- [What needs to be done]:
Recast every line of the entries below as a numbered list, skipping any blank lines. Leave the pictures out of your answer.

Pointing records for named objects
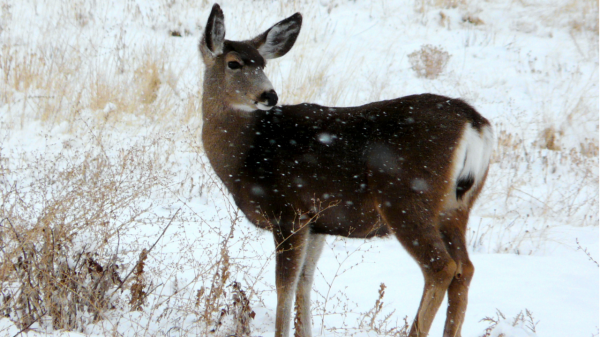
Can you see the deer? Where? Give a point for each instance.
(411, 167)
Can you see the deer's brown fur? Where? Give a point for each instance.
(408, 167)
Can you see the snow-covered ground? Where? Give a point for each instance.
(113, 88)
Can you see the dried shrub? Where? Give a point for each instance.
(523, 321)
(549, 139)
(62, 219)
(429, 61)
(371, 320)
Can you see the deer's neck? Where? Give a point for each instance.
(226, 133)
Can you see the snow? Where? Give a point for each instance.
(528, 66)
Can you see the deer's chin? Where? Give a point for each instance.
(264, 107)
(243, 107)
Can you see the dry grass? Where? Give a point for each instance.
(55, 206)
(429, 61)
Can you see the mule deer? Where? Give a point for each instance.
(411, 167)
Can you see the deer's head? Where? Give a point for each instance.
(237, 67)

- [Written solution]:
1. Can you see the deer? Where? Give a point for each instance.
2. (411, 167)
3. Can you see the deer's brown fur? Where? Give a point for each instance.
4. (408, 167)
5. Can you see the snow-covered ground? Where? Give a point for each instance.
6. (113, 88)
7. Can you see the dried shrub? Where? Give a point for each instance.
8. (523, 321)
9. (549, 139)
10. (62, 219)
11. (429, 61)
12. (371, 320)
13. Can you see the deer's neck? Where? Give a point for each instance.
14. (226, 133)
15. Can you see the snow? Where? Give a point for each instance.
16. (528, 66)
17. Can you see the deer's chin? Where? Give a point for each instance.
18. (264, 107)
19. (243, 107)
20. Can you see the dry grass? Where? Give a point for each instance.
21. (55, 206)
22. (429, 61)
23. Can you see the mule deer? Where? Give a point for each instance.
24. (411, 167)
25. Can you see the deer's head? Where? Give a point for each instance.
26. (237, 67)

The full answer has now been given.